Set down, verbatim, the lines running from the first one through the line containing "(73, 31), (266, 414)", with both of those included.

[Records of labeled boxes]
※

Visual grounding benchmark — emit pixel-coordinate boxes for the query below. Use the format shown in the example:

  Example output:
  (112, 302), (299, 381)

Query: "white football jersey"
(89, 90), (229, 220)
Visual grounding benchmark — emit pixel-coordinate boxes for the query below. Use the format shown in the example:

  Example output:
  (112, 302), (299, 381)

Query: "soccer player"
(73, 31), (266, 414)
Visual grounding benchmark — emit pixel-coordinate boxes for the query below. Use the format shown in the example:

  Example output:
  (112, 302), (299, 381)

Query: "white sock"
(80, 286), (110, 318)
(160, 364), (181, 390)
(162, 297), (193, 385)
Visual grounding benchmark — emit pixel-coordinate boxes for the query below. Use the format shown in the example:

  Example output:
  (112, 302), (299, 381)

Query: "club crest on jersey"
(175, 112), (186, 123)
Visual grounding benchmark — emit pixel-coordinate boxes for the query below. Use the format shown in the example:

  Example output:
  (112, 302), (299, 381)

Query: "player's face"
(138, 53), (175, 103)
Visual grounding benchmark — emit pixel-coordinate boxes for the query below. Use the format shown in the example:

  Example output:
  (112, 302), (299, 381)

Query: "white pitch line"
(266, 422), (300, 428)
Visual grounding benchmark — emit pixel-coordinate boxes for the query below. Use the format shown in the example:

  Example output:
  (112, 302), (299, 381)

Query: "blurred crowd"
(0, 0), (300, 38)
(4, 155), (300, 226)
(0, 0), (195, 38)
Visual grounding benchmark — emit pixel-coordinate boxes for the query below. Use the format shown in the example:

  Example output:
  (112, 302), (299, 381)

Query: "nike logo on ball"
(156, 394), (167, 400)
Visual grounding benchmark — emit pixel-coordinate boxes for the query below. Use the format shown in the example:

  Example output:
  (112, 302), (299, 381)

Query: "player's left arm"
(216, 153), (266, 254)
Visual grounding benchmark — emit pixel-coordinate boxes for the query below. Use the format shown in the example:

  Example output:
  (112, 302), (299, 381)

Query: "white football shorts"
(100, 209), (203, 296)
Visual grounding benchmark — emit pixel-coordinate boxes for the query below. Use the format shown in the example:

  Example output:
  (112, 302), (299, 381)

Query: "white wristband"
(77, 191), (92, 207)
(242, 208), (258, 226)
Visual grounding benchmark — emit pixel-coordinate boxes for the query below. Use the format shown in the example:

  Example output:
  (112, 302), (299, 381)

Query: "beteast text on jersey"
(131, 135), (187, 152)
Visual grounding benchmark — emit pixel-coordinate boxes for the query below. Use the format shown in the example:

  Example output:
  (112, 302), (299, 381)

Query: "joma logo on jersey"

※

▶ [Answer below]
Visual grounding benchmark — emit pixel-coordinate boxes for the query below. Use the format shown in the example:

  Example output:
  (112, 302), (299, 381)

Query: "white football jersey"
(89, 90), (229, 220)
Visual grounding benchmark — emit pixel-coordinate boxes for the query below. Use the format shown in the example:

  Example output:
  (112, 302), (299, 381)

Query: "soccer player"
(73, 31), (266, 414)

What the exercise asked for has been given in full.